§ **The task**
Everything from the line containing "Can you see the drone antenna?" to the final line of the records below should be given again exactly, and nothing else.

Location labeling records
_ _ _ _

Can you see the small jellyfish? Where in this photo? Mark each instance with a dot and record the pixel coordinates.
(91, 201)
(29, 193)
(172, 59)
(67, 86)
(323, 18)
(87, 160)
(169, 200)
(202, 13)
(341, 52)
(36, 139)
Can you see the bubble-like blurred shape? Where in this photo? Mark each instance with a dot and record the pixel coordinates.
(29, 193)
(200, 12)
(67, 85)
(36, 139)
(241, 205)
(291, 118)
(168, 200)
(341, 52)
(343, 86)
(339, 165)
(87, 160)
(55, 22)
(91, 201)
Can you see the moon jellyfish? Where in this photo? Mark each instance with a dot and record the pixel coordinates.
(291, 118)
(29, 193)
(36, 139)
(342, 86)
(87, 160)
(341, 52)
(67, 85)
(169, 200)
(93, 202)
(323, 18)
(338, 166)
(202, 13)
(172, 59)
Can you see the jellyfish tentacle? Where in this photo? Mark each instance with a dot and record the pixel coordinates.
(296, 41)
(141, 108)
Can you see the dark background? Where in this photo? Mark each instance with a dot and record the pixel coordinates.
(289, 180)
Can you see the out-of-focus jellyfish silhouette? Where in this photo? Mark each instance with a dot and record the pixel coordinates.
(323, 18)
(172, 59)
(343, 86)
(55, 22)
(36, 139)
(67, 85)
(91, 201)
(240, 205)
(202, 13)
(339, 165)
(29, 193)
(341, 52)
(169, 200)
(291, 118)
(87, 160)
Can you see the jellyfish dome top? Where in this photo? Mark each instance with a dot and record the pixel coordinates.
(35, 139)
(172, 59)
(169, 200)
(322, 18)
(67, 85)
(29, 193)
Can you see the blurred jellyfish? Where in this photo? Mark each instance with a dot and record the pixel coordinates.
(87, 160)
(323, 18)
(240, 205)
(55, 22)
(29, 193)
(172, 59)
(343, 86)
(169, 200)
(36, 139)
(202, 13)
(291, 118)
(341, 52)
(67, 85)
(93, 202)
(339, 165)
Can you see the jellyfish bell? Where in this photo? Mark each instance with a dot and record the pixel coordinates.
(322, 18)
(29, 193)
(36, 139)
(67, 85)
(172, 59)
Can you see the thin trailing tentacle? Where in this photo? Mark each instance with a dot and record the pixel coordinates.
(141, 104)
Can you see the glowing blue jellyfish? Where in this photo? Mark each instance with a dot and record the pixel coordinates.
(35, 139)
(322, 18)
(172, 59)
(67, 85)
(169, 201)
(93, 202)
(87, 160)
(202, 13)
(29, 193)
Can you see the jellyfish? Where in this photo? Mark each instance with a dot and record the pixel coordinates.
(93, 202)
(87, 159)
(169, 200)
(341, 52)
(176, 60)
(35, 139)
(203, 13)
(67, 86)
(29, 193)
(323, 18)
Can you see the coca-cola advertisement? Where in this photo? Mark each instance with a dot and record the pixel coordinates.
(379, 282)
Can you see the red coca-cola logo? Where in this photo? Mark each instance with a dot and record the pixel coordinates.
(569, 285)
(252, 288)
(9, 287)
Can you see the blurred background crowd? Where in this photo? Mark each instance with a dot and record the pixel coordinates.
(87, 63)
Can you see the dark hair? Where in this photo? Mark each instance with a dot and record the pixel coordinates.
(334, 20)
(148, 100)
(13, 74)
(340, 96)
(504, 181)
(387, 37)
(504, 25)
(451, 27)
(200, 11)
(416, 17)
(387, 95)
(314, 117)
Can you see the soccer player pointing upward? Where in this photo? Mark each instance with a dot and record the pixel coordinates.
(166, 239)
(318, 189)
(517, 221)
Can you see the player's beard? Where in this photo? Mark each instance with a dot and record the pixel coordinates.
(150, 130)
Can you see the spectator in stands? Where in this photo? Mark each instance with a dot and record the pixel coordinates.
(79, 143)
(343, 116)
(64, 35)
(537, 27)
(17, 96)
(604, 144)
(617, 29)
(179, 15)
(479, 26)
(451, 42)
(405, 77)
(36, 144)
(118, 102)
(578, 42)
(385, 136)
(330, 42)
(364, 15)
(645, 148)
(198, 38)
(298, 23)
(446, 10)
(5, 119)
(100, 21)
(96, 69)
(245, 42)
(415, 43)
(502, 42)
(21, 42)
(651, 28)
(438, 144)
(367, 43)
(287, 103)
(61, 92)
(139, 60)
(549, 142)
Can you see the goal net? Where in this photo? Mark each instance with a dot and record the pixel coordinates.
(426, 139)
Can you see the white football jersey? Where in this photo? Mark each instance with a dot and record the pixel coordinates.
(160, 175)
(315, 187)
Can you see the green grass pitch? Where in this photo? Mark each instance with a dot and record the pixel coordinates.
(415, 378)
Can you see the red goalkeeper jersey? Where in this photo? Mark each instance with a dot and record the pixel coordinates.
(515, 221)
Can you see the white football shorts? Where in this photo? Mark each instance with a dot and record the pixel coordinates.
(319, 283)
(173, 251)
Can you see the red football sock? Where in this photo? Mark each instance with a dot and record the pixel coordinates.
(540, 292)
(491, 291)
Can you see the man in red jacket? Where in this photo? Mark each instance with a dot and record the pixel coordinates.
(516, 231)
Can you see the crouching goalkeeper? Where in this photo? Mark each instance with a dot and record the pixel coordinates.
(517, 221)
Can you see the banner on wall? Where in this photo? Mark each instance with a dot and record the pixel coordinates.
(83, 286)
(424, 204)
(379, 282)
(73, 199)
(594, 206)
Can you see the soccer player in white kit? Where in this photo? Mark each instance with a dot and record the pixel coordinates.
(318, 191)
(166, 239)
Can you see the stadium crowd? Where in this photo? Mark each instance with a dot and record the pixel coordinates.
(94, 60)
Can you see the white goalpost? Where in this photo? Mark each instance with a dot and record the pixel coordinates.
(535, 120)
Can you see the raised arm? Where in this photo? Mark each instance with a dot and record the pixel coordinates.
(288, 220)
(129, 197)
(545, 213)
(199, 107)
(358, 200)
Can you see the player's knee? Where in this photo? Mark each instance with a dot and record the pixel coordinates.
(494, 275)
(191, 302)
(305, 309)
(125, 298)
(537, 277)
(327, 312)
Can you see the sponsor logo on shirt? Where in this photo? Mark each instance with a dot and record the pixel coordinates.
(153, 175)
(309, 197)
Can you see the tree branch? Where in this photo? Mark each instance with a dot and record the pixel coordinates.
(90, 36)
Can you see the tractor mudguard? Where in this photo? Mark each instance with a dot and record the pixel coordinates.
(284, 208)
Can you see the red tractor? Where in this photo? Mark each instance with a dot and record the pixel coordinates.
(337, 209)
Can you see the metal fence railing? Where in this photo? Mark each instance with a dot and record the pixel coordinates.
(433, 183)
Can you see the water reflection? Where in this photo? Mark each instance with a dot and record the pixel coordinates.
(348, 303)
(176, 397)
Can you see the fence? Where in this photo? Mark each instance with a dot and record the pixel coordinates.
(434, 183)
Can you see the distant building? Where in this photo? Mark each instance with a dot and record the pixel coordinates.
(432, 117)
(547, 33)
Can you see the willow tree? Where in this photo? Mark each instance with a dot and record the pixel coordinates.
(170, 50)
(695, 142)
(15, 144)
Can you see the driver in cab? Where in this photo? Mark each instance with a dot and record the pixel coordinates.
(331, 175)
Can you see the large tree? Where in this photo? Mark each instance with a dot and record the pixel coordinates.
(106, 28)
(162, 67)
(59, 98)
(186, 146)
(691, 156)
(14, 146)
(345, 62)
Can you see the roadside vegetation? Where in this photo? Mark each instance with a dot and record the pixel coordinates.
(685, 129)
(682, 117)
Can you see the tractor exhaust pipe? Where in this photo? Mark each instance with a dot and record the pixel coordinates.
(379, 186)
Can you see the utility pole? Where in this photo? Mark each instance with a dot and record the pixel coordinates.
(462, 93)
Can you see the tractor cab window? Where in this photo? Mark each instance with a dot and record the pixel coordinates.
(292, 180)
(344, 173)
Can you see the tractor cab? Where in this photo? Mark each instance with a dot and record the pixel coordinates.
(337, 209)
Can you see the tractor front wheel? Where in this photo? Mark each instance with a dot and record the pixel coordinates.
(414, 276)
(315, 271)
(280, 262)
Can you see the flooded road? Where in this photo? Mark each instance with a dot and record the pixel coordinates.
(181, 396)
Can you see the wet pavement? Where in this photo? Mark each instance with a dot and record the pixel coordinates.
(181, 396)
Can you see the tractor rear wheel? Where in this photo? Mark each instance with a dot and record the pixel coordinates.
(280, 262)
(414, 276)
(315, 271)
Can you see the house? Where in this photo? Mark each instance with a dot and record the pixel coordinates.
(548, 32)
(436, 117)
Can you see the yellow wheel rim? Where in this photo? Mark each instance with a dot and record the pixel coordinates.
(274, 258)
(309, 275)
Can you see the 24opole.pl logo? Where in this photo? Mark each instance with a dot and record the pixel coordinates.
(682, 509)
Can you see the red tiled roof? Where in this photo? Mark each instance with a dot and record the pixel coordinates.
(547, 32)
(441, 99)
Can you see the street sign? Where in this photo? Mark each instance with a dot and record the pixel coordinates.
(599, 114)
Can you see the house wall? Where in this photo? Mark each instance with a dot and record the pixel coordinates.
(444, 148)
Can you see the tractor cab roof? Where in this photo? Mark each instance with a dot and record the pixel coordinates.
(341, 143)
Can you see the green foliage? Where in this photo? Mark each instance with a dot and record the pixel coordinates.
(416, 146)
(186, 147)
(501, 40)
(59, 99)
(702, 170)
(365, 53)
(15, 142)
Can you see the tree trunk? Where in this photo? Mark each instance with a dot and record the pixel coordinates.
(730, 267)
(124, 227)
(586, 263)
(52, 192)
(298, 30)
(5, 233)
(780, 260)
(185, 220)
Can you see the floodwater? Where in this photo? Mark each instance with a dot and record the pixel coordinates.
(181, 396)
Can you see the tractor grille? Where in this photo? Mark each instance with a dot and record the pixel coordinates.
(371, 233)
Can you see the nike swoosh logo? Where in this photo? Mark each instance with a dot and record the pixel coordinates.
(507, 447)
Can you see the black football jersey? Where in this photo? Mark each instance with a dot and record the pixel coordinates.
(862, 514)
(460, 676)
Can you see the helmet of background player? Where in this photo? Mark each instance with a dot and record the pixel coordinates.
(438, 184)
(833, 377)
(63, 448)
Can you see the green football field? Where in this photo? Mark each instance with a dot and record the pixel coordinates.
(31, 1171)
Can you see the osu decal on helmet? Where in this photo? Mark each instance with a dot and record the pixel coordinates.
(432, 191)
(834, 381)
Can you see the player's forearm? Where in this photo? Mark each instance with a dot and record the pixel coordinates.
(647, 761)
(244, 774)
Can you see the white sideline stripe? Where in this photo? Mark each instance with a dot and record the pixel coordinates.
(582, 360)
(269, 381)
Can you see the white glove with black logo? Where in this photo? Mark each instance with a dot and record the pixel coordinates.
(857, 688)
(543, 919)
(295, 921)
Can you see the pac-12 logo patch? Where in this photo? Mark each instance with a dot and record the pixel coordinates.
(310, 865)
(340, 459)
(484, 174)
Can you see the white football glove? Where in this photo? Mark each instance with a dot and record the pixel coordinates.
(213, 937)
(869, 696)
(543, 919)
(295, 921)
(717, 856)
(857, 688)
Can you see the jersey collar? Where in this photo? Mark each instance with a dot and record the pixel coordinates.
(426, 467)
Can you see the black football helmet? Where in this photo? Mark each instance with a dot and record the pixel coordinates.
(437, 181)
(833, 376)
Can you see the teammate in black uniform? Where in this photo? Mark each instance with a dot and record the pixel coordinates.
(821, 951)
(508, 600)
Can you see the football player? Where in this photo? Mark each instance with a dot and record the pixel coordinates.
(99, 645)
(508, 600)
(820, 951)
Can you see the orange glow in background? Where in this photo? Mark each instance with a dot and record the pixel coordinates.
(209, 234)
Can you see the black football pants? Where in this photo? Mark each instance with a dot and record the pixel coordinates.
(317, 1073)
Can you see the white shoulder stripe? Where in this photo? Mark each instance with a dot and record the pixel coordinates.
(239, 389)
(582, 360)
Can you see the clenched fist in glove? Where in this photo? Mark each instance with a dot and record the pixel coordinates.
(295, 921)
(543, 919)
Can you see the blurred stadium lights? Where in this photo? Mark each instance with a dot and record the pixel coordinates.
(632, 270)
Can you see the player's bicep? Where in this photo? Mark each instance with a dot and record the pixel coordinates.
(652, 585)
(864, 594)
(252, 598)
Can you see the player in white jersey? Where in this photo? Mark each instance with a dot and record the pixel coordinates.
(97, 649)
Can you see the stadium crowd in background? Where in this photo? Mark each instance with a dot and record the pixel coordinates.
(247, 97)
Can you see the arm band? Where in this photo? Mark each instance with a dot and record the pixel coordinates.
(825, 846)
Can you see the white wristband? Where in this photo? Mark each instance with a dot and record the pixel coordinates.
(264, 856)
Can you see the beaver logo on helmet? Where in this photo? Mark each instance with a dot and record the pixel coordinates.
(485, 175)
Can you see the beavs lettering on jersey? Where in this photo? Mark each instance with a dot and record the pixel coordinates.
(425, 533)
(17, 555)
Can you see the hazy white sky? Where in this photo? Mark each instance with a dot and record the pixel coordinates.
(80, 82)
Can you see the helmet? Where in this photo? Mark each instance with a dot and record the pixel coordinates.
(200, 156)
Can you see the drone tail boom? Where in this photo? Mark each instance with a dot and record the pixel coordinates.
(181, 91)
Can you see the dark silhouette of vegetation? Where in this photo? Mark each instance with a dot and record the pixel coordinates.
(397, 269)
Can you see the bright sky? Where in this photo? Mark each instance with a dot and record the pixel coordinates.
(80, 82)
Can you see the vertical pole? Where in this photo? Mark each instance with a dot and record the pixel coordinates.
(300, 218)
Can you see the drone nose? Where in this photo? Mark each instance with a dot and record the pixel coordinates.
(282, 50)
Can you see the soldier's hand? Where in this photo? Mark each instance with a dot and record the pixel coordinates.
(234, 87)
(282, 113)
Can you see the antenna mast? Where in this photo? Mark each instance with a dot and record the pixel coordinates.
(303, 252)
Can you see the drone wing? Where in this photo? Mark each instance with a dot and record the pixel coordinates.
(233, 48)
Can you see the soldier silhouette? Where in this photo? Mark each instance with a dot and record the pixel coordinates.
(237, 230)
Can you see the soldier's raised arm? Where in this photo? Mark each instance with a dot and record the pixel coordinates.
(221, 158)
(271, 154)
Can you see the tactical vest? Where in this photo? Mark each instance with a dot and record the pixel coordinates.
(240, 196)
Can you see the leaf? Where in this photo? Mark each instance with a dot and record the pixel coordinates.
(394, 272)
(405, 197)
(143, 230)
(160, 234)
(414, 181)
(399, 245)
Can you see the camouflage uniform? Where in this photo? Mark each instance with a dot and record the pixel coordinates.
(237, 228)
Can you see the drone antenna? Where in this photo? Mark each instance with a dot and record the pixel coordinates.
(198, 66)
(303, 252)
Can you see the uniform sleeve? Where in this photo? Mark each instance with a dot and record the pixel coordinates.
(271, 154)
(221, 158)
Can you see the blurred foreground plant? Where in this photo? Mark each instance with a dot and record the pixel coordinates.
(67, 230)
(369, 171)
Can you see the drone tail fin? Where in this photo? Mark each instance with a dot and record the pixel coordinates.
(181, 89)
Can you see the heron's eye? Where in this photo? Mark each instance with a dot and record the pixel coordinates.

_ _ _ _

§ **Solution**
Can you see the drone antenna? Where in this photo? Mark each instance with a dot and record the pixel coordinates.
(198, 66)
(303, 252)
Can you see the uniform sleeve? Where in this photo? Mark each instance with a dot and record the pixel coordinates.
(271, 154)
(221, 158)
Can you see the blurred foreground plant? Where in this photo? Mark each instance with a dot and record the pixel coordinates.
(67, 230)
(369, 171)
Can you see the drone tail fin? Where in this photo? Mark each instance with a dot and record the pixel coordinates.
(181, 89)
Can you see the heron's eye? Where in this photo? Mark each instance with a dot and record the pixel coordinates.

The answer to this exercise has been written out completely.